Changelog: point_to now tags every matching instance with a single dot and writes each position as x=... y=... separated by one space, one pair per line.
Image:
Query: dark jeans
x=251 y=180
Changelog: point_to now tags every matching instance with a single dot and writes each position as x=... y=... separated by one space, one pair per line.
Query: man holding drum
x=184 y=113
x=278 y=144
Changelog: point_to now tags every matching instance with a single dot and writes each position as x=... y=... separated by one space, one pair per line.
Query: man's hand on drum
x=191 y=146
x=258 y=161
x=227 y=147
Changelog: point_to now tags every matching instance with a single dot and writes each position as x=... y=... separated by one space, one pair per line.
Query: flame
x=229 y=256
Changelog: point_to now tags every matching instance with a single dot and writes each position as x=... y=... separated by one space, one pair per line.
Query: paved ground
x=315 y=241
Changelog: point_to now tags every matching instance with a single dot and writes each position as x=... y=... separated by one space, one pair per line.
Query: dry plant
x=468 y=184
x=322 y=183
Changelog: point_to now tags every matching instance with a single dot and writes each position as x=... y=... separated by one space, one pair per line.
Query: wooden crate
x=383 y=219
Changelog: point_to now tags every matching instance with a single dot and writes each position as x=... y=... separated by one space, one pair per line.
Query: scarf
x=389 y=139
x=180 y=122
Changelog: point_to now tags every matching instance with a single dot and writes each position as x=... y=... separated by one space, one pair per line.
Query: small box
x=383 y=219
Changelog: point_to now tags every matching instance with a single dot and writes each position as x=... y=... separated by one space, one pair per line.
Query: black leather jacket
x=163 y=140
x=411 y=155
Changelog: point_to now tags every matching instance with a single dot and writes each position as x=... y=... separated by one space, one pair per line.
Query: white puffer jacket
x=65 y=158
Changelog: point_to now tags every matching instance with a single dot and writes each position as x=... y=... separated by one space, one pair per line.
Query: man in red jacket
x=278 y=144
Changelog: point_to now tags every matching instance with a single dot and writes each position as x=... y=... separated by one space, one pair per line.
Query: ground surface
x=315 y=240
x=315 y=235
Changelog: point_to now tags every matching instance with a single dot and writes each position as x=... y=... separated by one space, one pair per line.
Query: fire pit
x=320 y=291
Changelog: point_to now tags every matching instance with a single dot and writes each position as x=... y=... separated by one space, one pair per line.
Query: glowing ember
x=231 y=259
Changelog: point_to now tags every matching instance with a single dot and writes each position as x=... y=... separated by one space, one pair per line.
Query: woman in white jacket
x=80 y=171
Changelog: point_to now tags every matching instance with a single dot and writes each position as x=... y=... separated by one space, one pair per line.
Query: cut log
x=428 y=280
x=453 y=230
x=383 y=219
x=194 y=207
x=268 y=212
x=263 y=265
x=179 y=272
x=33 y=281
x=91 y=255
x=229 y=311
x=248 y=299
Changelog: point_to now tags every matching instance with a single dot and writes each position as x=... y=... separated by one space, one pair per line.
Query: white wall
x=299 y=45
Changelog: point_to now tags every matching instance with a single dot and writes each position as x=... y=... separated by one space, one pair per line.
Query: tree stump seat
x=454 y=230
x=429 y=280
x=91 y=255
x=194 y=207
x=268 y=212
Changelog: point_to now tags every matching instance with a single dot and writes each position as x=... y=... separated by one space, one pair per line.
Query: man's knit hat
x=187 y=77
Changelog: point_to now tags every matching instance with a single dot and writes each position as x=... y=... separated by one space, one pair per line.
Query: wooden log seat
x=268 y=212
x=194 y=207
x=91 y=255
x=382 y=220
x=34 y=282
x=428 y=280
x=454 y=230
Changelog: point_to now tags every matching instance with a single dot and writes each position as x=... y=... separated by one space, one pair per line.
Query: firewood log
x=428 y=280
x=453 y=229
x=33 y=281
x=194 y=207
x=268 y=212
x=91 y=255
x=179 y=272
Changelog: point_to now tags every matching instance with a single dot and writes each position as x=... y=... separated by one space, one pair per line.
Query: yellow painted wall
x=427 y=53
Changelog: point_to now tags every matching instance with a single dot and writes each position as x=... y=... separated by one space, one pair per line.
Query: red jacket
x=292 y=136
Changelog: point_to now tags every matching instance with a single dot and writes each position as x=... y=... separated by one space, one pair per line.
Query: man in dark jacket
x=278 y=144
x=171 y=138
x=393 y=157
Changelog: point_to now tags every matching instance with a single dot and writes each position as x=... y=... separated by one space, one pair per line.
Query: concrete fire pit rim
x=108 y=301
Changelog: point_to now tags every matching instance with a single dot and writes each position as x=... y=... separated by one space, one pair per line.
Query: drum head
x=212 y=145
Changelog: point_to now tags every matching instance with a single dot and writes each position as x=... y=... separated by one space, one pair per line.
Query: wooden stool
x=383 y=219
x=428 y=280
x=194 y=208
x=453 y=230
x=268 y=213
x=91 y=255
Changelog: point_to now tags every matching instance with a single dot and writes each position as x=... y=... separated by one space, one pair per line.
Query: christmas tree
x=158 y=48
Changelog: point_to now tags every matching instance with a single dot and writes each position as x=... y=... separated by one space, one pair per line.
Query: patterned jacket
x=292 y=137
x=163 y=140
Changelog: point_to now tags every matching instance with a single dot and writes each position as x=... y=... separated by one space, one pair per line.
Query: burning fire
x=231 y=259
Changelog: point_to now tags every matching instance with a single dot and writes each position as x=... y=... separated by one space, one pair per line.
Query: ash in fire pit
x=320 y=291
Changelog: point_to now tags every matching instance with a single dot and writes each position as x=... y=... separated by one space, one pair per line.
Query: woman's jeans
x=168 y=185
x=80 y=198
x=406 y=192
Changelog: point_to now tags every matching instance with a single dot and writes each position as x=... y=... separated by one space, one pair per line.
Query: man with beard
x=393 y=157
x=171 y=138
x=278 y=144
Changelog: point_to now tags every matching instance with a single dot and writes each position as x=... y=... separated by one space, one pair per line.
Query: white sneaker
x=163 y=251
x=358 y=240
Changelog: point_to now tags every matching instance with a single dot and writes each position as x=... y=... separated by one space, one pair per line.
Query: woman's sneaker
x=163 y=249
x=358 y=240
· · ·
*Task*:
Please pull every line out of the records above and reproduce each one unchanged, in the same order.

*Problem solution*:
Changelog: point_to now tags every matching instance with a single dot and writes each position as x=... y=... separated by one space, one pair per line.
Image:
Query: dark jeans
x=251 y=180
Changelog: point_to now tags every matching instance with a single dot and writes each position as x=... y=... separated by one space, one pair per line.
Query: man holding drum
x=184 y=113
x=278 y=144
Changelog: point_to now tags every matching instance with a single dot and writes each position as x=... y=... separated by one space, one pair per line.
Query: man's hand on drum
x=191 y=146
x=258 y=161
x=227 y=147
Changelog: point_to now tags every matching instance with a single dot and writes each position as x=... y=... separated by one space, one pair per line.
Query: flame
x=229 y=256
Changelog: point_to now tags every matching instance with a single dot and writes each position as x=... y=... separated by one space, one pair per line.
Query: paved ground
x=315 y=241
Changelog: point_to now tags every matching instance with a single dot and writes each position as x=... y=... separated by one space, one pair per line.
Query: dry plant
x=468 y=184
x=322 y=183
Changelog: point_to now tags every matching instance with a single dot and writes each position as x=... y=... separated by one space, one pair per line.
Query: wooden crate
x=383 y=219
Changelog: point_to now tags every matching instance with a single dot and writes each position as x=... y=... separated by one space, one pair per line.
Query: scarf
x=389 y=139
x=180 y=122
Changelog: point_to now tags every matching instance with a single dot and writes each position as x=... y=... separated by one space, one pair per line.
Query: small box
x=383 y=219
Changelog: point_to now tags every matching instance with a single dot and writes each position as x=... y=... separated by one space, one pair per line.
Query: black leather jacket
x=163 y=140
x=411 y=155
Changelog: point_to now tags every matching instance with a single dot and writes each position as x=... y=... separated by one space, one pair per line.
Query: white puffer jacket
x=65 y=158
Changelog: point_to now tags every matching instance with a single dot and writes each position as x=... y=... separated by one space, one pair per line.
Query: man in red jacket
x=278 y=144
Changelog: point_to now tags every matching instance with a single dot and writes each position as x=... y=... separated by one space, one pair per line.
Query: ground surface
x=315 y=240
x=315 y=235
Changelog: point_to now tags every matching instance with a single dot and writes each position as x=... y=... separated by one space, one pair per line.
Query: fire pit
x=320 y=291
Changelog: point_to now tags every matching instance with a single dot and writes each position as x=... y=... separated by one space, one pair per line.
Query: glowing ember
x=231 y=259
Changelog: point_to now tags every matching instance with a single dot and writes each position as x=... y=... separated by one space, one pair per line.
Query: woman in white jacket
x=80 y=171
Changelog: point_to now tags every matching instance with a single dot and writes each position as x=... y=... separated by one space, one pair per line.
Query: cut log
x=428 y=280
x=453 y=230
x=383 y=219
x=194 y=207
x=268 y=212
x=263 y=265
x=179 y=272
x=33 y=281
x=91 y=255
x=229 y=311
x=248 y=299
Changelog: point_to now tags every matching instance with a single dot and writes each position as x=... y=... separated by one space, one pair per line.
Query: white wall
x=299 y=45
Changelog: point_to now tags every matching instance with a single dot and writes each position as x=... y=... separated by one space, one pair per line.
Query: tree stump seat
x=454 y=230
x=429 y=280
x=91 y=255
x=194 y=207
x=268 y=212
Changelog: point_to now tags every matching instance with a single dot and writes each position as x=... y=... separated by one space, one pair per line.
Query: man's knit hat
x=187 y=77
Changelog: point_to now tags every matching instance with a single dot and writes each position as x=... y=... separated by one space, one pair per line.
Query: wooden log seat
x=268 y=212
x=194 y=207
x=91 y=255
x=382 y=220
x=34 y=282
x=428 y=280
x=454 y=230
Changelog: point_to now tags every matching instance with a single dot and writes each position as x=... y=... separated by one space, one pair per line.
Query: firewood log
x=428 y=280
x=453 y=229
x=33 y=281
x=194 y=207
x=268 y=212
x=91 y=255
x=179 y=272
Changelog: point_to now tags every matching instance with a single dot and writes each position as x=... y=... separated by one space, one pair per line.
Query: yellow painted wall
x=427 y=53
Changelog: point_to now tags every matching instance with a single dot and writes each position as x=... y=... separated by one space, one pair per line.
Query: red jacket
x=292 y=136
Changelog: point_to now tags every matching instance with a single dot and writes each position as x=... y=... separated by one space, one pair per line.
Query: man in dark jacket
x=278 y=144
x=171 y=138
x=393 y=157
Changelog: point_to now tags every matching instance with a single dot and writes each position as x=... y=... separated by one space, one pair per line.
Query: concrete fire pit rim
x=108 y=301
Changelog: point_to now tags every matching instance with a single dot and writes each position as x=... y=... separated by one space, one pair per line.
Query: drum head
x=212 y=145
Changelog: point_to now tags every matching instance with a single dot and writes each position as x=... y=... separated by one space, one pair per line.
Query: wooden stool
x=383 y=219
x=428 y=280
x=194 y=208
x=453 y=230
x=268 y=213
x=91 y=255
Changelog: point_to now tags every matching instance with a single dot and writes each position as x=... y=... separated by one space, one pair per line.
Query: christmas tree
x=158 y=48
Changelog: point_to now tags every matching instance with a single dot and writes each position as x=... y=... separated by one space, one pair per line.
Query: patterned jacket
x=292 y=137
x=163 y=140
Changelog: point_to now tags every matching instance with a single dot and writes each position as x=... y=... separated by one space, one pair per line.
Query: burning fire
x=231 y=259
Changelog: point_to now tags every matching instance with a single dot and writes each position as x=... y=... separated by one space, one pair per line.
Query: ash in fire pit
x=320 y=291
Changelog: point_to now tags every matching instance with a single dot and writes each position as x=... y=... separated by one space, one pair per line.
Query: woman's jeans
x=168 y=185
x=80 y=198
x=406 y=192
Changelog: point_to now tags every matching instance with a single dot and writes each position as x=... y=... separated by one space, one pair per line.
Query: man with beard
x=393 y=157
x=171 y=138
x=278 y=144
Changelog: point_to now tags every matching instance with a single dot and writes each position as x=... y=... separated by one space, one pair per line.
Query: white sneaker
x=163 y=251
x=358 y=240
Changelog: point_to now tags every matching instance with a single dot and writes each position as x=... y=... separated by one space, one pair per line.
Query: woman's sneaker
x=163 y=249
x=358 y=240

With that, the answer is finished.